A regular expression has the following syntax:

[<type>/]<expression>[/]

where:

<expression>: The regular expression itself.
<type>:
PCRE[(<options>...)]:
Perl-style regular expression (regex). Without any option, a "dot" will not match any newline. Set the option "da" to achieve this.
<options>: A comma separated list of:
da: DOT_ALL. All characters (including newlines) are accepted as '.' (for example in '.*')
utf8: Perl-style regex using utf8 encoding.
cs: Case-sensitive. The regex is case-sensitive.
ci: Case-insensitive. The regex is case-insensitive. If both ("cs" and "ci") are set, then "ci" is taken.
CIDR:
CIDR notation of IP addresses and address ranges.
GLOB:
Unix style path pattern matching.
Rules list:
? matches exactly one character.
* matches zero or more characters, but not "/". When used alone between slashes ("/*/"), the wildcard requires at least one character.
** matches zero or more characters. This allows recursive directory matching.
/ matches one or more "/".
[<CHARACTERS>] lists allowed characters at the specified position. For example [ABC]* allows paths starting with A, B or C.
[<CHAR>-<CHAR>] matches a range of characters at the specified position. The previous example can be rewritten as [A-C]*.
[!<CHARACTERS>] lists disallowed characters.
The paths' ending can have any number of "/" characters.
The backslash is used to escape wildcards (?, *, [, \). For example to match paths that contain "?", use the following rule: "**\?**".

If no type is specified, PCRE is taken. If a different type is set, it will be specified in the relevant parameter of the respective filter or servlet.

## Raw data
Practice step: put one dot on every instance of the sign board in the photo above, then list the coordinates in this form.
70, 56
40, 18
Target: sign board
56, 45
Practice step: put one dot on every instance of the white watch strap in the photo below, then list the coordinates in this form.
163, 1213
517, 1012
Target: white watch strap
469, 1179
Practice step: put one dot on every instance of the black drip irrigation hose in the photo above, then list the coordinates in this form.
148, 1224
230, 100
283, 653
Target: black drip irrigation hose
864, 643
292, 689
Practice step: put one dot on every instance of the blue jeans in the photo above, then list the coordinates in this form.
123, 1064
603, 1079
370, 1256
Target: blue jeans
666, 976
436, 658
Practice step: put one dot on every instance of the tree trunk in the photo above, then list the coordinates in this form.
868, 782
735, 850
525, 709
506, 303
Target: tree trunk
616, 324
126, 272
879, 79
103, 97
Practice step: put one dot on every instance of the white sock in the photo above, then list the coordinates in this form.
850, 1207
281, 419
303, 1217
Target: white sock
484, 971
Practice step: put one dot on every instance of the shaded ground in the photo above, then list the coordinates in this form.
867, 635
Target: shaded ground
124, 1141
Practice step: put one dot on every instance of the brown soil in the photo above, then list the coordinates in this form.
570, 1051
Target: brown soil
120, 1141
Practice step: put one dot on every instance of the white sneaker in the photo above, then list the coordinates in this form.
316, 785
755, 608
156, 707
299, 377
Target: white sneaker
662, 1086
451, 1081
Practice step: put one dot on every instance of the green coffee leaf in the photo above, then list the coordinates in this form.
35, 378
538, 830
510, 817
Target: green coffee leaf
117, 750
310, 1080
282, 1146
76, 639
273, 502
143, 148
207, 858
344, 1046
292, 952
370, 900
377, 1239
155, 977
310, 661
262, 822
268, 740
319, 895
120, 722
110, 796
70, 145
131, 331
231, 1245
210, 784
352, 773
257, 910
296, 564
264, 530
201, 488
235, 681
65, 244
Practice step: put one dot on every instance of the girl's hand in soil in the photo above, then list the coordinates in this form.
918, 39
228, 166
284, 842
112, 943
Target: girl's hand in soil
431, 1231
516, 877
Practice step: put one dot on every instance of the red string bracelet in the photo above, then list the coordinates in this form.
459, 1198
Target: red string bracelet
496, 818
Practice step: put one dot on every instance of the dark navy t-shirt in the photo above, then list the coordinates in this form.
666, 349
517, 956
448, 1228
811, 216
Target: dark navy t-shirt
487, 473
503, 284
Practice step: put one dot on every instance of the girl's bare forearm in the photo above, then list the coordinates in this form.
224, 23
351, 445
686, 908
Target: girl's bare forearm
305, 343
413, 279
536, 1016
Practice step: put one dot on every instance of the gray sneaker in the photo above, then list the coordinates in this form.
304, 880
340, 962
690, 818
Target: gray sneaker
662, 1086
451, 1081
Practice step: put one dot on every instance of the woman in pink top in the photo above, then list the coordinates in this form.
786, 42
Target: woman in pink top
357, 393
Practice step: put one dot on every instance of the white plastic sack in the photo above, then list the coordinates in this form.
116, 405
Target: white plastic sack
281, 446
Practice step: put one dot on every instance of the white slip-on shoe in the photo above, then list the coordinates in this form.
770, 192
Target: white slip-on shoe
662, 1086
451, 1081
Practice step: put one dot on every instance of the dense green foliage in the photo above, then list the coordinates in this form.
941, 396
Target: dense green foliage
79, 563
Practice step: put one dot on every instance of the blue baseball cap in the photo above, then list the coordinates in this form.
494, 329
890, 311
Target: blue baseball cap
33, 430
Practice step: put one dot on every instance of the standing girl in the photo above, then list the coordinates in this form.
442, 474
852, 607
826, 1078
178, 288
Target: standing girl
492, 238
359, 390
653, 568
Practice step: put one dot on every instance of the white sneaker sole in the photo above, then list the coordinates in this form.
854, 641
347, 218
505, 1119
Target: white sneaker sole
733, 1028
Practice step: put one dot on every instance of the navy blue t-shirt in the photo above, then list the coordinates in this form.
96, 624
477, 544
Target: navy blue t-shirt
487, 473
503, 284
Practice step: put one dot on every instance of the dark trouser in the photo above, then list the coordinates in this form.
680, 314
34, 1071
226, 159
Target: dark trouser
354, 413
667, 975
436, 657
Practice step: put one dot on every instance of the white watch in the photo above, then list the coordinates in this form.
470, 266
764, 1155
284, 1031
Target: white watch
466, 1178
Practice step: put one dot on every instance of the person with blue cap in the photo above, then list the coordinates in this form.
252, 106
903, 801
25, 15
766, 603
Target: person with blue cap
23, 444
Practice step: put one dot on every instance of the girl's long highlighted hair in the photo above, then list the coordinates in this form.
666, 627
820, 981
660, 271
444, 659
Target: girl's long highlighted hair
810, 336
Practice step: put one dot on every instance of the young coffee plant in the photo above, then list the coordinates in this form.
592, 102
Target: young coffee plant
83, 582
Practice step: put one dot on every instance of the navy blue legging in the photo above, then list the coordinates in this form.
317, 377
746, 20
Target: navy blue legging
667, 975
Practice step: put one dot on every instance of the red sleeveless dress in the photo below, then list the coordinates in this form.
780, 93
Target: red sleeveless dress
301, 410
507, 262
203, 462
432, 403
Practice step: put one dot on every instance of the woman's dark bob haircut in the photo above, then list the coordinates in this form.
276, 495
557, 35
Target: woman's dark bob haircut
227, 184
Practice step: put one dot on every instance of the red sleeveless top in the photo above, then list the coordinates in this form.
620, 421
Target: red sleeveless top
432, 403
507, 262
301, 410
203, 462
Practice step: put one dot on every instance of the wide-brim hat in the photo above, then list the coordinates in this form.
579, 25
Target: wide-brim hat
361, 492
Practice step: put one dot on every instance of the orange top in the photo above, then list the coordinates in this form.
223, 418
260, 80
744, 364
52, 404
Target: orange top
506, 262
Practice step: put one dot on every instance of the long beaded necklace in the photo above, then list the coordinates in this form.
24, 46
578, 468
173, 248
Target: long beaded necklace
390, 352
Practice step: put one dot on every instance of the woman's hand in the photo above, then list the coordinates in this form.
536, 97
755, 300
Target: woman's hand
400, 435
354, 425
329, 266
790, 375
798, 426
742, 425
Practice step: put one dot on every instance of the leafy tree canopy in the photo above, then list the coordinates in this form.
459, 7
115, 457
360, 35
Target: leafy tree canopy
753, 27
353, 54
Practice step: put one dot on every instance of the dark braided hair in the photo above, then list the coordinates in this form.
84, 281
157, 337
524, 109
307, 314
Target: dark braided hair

## Directions
[a] Please answer these from the regex syntax text:
(i) Which option makes a dot match newlines in a PCRE expression?
(ii) When both "cs" and "ci" are set, which one is taken?
(iii) Which type is used when none is specified?
[b] Copy the part of the regex syntax text starting at "[<CHARACTERS>] lists allowed" and ending at "filter or servlet.".

## Set of answers
[a]
(i) "da" (DOT_ALL)
(ii) "ci"
(iii) PCRE

[b]
[<CHARACTERS>] lists allowed characters at the specified position. For example [ABC]* allows paths starting with A, B or C.
[<CHAR>-<CHAR>] matches a range of characters at the specified position. The previous example can be rewritten as [A-C]*.
[!<CHARACTERS>] lists disallowed characters.
The paths' ending can have any number of "/" characters.
The backslash is used to escape wildcards (?, *, [, \). For example to match paths that contain "?", use the following rule: "**\?**".

If no type is specified, PCRE is taken. If a different type is set, it will be specified in the relevant parameter of the respective filter or servlet.